- [Source document]:
- Opening Delimiter -

Those aren't purely rhetorical questions. The fiscal math here is real - and largely unknown. Multi-state operators, vertically integrated cannabis companies, and even single-location dispensaries that have been aggressively managing their tax exposure under 280E for years could be looking at meaningful refund positions if retroactive relief is granted. Some operators and their tax counsel have already been examining amended return strategies. The absence of IRS guidance leaves them - and their accountants - in an uncomfortable holding pattern.
State Licensure, Black-Market Risk, and the Oklahoma Argument
The lawmakers' letter leans heavily on Oklahoma's experience as evidence that state licensure alone is not a sufficient proxy for legal compliance. At its peak, Oklahoma's medical marijuana program had 9,178 licensed growing operations, according to the letter. Lankford and Arrington point to documented instances in which licensed operations diverted product to the black market, engaged in money laundering and human trafficking, and were owned or operated by foreign nationals exploiting state licensing frameworks. Lankford repeated those concerns directly to Bessent at a Senate Finance Committee hearing Wednesday.
The argument cuts directly at a core compliance question for Treasury: how do you construct a bright-line rule for federal tax eligibility when state licensing standards vary widely and do not guarantee that a business operated lawfully? For cannabis retailers in tightly regulated states - those with seed-to-sale tracking requirements, METRC integration, comprehensive compliance audits, and robust enforcement mechanisms - the concern may feel overstated. But the policy problem Lankford and Arrington are identifying is genuine. A blanket rule tying federal tax treatment to state licensure status creates eligibility for operators who, while licensed, may have had compliance violations, license revocations, or enforcement actions in their history.

- Closing Delimiter -

- [Data extract]:

- Opening Delimiter -

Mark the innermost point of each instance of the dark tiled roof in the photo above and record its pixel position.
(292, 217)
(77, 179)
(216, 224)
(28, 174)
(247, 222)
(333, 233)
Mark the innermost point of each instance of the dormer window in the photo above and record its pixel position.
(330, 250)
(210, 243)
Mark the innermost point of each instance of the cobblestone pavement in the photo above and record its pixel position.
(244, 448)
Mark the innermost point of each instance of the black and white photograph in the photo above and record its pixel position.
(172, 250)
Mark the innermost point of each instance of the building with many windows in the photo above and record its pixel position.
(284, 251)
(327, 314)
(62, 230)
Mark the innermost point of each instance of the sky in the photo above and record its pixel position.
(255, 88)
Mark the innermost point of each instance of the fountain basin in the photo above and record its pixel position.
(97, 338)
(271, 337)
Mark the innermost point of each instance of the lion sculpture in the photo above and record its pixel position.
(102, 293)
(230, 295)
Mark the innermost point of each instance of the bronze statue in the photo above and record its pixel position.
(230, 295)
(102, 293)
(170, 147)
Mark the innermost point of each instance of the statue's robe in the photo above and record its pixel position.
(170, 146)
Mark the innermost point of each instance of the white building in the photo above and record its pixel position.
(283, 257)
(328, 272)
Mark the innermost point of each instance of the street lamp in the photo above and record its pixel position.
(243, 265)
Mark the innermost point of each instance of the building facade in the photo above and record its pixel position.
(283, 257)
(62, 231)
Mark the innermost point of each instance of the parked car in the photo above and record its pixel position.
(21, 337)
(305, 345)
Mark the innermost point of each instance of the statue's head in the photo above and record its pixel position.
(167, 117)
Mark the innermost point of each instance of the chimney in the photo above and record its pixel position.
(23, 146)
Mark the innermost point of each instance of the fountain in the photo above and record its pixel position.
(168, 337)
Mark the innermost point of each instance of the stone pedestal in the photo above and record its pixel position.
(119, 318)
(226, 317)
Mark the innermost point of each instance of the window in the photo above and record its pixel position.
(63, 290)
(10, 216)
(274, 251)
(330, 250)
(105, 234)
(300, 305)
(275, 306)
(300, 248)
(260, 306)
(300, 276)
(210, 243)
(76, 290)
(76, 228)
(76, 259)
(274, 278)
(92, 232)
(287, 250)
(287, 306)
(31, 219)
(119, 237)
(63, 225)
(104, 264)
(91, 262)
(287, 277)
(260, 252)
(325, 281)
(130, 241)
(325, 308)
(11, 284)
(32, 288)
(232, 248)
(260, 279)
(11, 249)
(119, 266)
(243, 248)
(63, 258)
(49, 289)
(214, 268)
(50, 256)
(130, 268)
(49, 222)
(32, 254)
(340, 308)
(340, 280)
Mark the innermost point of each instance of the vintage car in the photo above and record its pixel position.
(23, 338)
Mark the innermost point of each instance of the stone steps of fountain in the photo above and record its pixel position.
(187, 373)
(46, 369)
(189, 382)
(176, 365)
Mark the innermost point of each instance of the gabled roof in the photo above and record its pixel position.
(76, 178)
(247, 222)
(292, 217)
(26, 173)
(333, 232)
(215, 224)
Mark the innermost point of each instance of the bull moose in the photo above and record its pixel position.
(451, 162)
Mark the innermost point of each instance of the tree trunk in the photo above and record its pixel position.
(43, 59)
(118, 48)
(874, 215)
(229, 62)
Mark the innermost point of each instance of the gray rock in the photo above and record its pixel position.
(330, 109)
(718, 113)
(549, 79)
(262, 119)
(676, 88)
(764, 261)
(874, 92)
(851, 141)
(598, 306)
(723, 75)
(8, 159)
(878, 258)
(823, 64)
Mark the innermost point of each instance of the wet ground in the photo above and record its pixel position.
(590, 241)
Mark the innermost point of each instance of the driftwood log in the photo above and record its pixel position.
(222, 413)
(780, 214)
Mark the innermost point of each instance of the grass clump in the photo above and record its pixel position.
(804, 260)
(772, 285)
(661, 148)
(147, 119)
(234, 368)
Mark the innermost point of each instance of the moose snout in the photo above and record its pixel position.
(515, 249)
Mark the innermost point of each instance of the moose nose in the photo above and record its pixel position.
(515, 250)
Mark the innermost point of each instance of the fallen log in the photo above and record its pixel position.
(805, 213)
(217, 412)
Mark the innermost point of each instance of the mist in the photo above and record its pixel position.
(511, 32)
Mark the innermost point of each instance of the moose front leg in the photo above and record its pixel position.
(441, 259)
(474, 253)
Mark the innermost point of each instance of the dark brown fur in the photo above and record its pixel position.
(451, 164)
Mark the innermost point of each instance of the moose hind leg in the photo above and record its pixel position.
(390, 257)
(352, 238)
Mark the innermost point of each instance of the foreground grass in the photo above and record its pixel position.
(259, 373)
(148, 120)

- Closing Delimiter -

- [Task details]:
Answer these questions from the passage on cannabis taxation:
1. What does the absence of IRS guidance leave operators and their accountants in?
2. At its peak, how many licensed growing operations did Oklahoma's medical marijuana program have, according to the letter?
3. Where did Lankford repeat his concerns directly to Bessent?
The listing has no connection to the passage on cannabis taxation.

- [Your response]:
1. An uncomfortable holding pattern.
2. 9,178.
3. At a Senate Finance Committee hearing on Wednesday.